→ Task goal: Retype every line of the listing below with no changes, and leave the pictures out of your copy.

→ Data section:
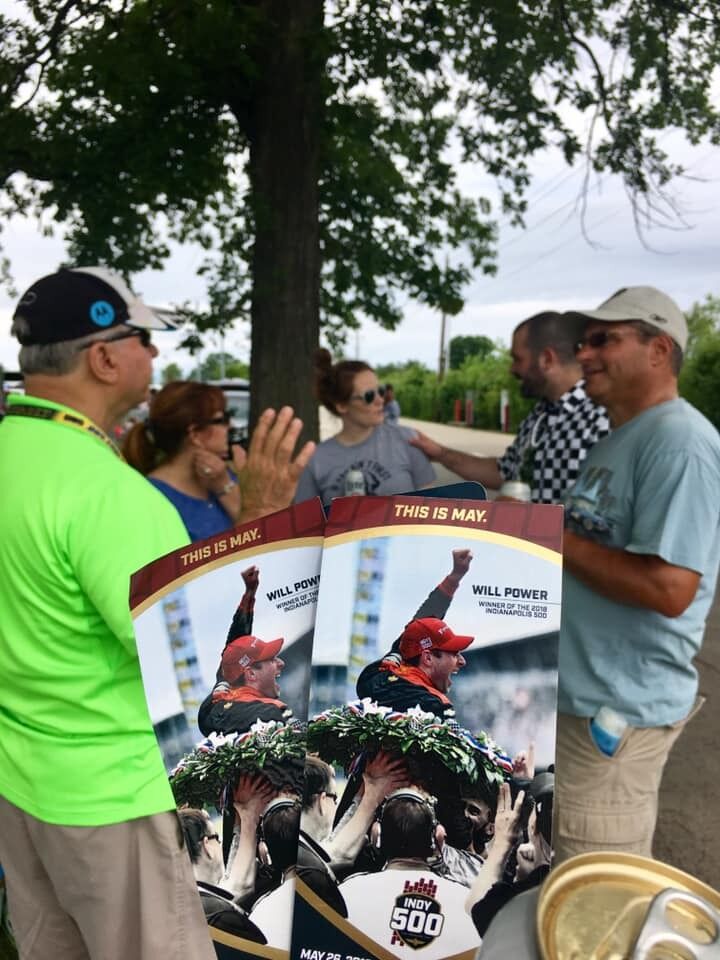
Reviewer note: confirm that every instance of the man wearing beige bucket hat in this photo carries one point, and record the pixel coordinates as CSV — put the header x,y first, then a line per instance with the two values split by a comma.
x,y
641,562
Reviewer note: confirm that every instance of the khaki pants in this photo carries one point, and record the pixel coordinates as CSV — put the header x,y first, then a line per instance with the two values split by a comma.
x,y
101,893
609,803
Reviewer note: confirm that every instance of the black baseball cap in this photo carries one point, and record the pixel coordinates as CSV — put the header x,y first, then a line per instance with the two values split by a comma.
x,y
74,303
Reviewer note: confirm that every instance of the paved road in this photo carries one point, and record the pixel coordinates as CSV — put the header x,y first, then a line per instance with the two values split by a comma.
x,y
688,833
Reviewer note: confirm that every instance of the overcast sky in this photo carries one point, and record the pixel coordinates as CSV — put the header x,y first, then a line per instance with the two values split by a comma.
x,y
549,265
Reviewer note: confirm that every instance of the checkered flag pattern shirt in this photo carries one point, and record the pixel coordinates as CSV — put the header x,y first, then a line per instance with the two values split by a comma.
x,y
560,433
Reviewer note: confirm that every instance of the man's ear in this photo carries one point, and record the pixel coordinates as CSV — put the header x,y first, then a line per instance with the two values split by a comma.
x,y
102,362
661,351
425,658
547,358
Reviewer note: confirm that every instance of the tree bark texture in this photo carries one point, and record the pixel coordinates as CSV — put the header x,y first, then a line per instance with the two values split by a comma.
x,y
285,134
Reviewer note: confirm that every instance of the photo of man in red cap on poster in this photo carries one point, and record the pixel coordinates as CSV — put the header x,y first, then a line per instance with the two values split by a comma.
x,y
418,670
247,689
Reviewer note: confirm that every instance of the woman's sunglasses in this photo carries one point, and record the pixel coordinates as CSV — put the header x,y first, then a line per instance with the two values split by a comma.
x,y
369,395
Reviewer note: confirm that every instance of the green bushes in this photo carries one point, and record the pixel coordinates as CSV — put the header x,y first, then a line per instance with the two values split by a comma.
x,y
421,396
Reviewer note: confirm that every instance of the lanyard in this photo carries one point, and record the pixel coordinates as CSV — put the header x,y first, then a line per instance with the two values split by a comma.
x,y
75,420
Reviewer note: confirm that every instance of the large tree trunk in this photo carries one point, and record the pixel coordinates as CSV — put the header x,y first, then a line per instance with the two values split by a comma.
x,y
285,131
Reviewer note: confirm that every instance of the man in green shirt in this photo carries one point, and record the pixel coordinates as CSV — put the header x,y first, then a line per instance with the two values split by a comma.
x,y
89,839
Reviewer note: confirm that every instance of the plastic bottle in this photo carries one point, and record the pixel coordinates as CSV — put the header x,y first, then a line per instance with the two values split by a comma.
x,y
607,728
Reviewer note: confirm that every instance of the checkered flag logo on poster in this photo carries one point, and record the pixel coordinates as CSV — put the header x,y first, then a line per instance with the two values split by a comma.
x,y
417,918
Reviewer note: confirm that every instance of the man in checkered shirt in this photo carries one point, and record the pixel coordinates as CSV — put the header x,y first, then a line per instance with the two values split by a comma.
x,y
554,438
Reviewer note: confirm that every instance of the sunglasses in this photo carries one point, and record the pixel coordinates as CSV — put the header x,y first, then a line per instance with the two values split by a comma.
x,y
369,395
141,333
221,419
599,339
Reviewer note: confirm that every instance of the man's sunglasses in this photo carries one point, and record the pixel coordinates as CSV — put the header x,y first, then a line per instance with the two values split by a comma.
x,y
599,339
141,333
369,395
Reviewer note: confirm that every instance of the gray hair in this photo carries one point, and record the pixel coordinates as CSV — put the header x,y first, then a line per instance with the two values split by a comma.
x,y
55,359
646,331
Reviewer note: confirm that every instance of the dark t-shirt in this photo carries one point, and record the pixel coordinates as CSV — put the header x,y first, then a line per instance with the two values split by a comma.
x,y
223,914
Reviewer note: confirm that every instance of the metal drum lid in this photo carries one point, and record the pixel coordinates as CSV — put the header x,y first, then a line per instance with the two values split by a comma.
x,y
618,906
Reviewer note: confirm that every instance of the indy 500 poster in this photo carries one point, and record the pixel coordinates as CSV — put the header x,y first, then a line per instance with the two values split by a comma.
x,y
224,630
431,725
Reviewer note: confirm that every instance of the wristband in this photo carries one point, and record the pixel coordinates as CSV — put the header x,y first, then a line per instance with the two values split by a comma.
x,y
230,485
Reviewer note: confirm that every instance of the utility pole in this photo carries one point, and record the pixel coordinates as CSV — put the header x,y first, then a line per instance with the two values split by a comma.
x,y
443,321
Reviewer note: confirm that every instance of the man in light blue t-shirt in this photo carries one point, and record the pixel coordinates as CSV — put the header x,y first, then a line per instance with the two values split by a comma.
x,y
641,562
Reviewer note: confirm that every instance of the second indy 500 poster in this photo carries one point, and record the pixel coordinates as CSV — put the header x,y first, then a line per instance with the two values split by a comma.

→ Completed task:
Reviewer note: confirm that every instance of the man wearing beige bucket hat in this photo carries one point, and record the pixel coordinates as CSV — put the header x,y first, then a line per instance with the two values split by a comma.
x,y
641,562
Reviewer note: confirm that every instance of the khaki pants in this photo carries one point, and record the pixel coordinates as CSV — put the header x,y first, then a line per instance with the two values split by a comma.
x,y
101,893
609,803
Reviewer note: confirm that every instance of the black baseball cap in this photo carries one point, and record the pixel coordinates as CSV — put the header x,y first, then a line per instance with the two values split by a comma.
x,y
74,303
Reviewer note: confirm that every instance of the paved road in this photo carries one point, and record the pixel coordinates as CSV — put the header x,y first, then a line per instance with the two values split by a comma.
x,y
688,833
Reviewer note: confirm that every instance of the overcast sky in this photo carries one point, and record the pixel coordinates as CSV — put the header x,y first, then a line per instance with the two values split by a comma.
x,y
549,265
Reviewer note: confirm that every instance of the checkered flag pattern shirt in this photo carries one point, and record the pixel coordinates as CSV — put the header x,y first, then a line per instance with the two values split by a comma.
x,y
560,433
Reviewer note: confirm that every instance of the man's ear in this photo carries one point, and record the pixel coordinates as CSV — put the header x,y first, then a line per instance with the two values split by a comma.
x,y
102,362
661,351
425,658
547,358
Reviewer note: confirm that every instance of the tree bark texture in this photo carries one point, and record the pixel coordinates as CSV — put the header x,y first, then a line per instance with the two values split by a comma.
x,y
285,134
Reviewer note: confirm that every instance of the photo of man in red cap on poster in this photo carries one point, and record the pixel coordinates as CSV — put the header x,y first, then a line per instance with the two values split by a comma.
x,y
418,670
247,689
Reviewer note: confirm that every instance of the woman's sunglasses in this photo carries one point, and record the pixel coordinates as CSV — put the header x,y first, then a line per instance with the two values split by a comma.
x,y
369,395
Reviewer note: confirm that every instance of the green bushes in this photo carries one point, and record the pixel coordinates as CSV — put the header x,y first, then a line per instance with the two values split by a comma.
x,y
421,396
Reviewer note: confirm that every instance of the lanyard in this photo carries one point, and record the pixel coordinates as CSV — put the header x,y first, then a line per instance with the two values split by a comma.
x,y
75,420
Reviewer note: confirm that every instance of the large tree trunk in this photo carries one point, and record the pixel coordinates as CSV — put the header x,y first, then a line per instance with the two values split by a comma.
x,y
285,131
Reviewer note: confirm that every instance of the man in green shirt in this photo carries one point, and record the pixel coordinates as CSV — put the header x,y first, then a line per instance with the two values split by a comma.
x,y
89,839
Reviewer note: confirm that every instance of the plastic bottle in this photo carries one point, and record the pixel coordinates as CSV — put the header x,y first, then a line per instance with the two values split by a comma.
x,y
607,728
Reviewer note: confirm that every instance of the checkered flag logo on poster in this photo carries one point, and record the pixel coordinates as CSV — put the header x,y first, then a line per instance with the two values split by a comma.
x,y
417,918
Reviewer note: confirm that every instance of the man in checkered shirt in this photo carries one point, and record the pixel coordinates as CSV — put the header x,y first, then a line per instance with the two values split by a comma.
x,y
554,438
Reviewer note: confirm that every instance of the sunglasses in this photo carries one point, and record the pixel coordinates as CSV — put the header x,y first, then a line per instance with the two values split by a comma.
x,y
369,395
141,333
221,419
599,339
Reviewer note: confirm that every instance of the man's sunglasses in this photo carries one point, and record the pixel coordinates as CSV — put the header x,y first, then a line per instance with the two values split by a comma.
x,y
599,339
141,333
369,395
Reviewer note: confirm that every instance of the gray hair in this photo carries one point, and record the pixel coordinates as CSV — put the header x,y first, then a line per instance with the two values split by a comma.
x,y
55,359
646,331
Reviewer note: confirm that every instance of the dark t-shirt in this photo carries one point, and record the pixel coordinates as CSV — put the header x,y first, then a line per instance with the two values split by a comma.
x,y
223,914
Reviewer note: confirm that every instance of the metal drum lid in this photo carries one point, and record the pixel coordinates as CSV — put the header x,y first, then a line per instance with the two values split by a comma.
x,y
618,906
Reviewer note: confirm that every instance of the indy 500 poster in this photo carries one point, and record the pixel coordinates as CSV — put the header x,y first, then a line per instance with the two values split by a comma.
x,y
224,630
431,725
Reviewer note: confirm that every instance of the wristband in this photo carries one point, and record the pixel coordinates as CSV — put the header x,y first, then a line per instance with the two values split by a comma.
x,y
230,485
Reviewer note: confirm that every instance of the utility pole in this photo carries one point, and record the pixel coordinates as CSV — put the header x,y first, then a line per instance with the two values split by a comma.
x,y
443,321
Reviewer note: confirm that every instance of the man in light blue t-shirt in this photo carries one point, and record the pixel coordinates as CSV — put the header x,y first, then a line per instance with the two values split by a comma.
x,y
641,562
Reviewer note: confirm that every instance of the second indy 500 poster in this photo carries one point, and record the pixel coordinates as CSV — put the header x,y first, then a line per instance with the two values split by a comma.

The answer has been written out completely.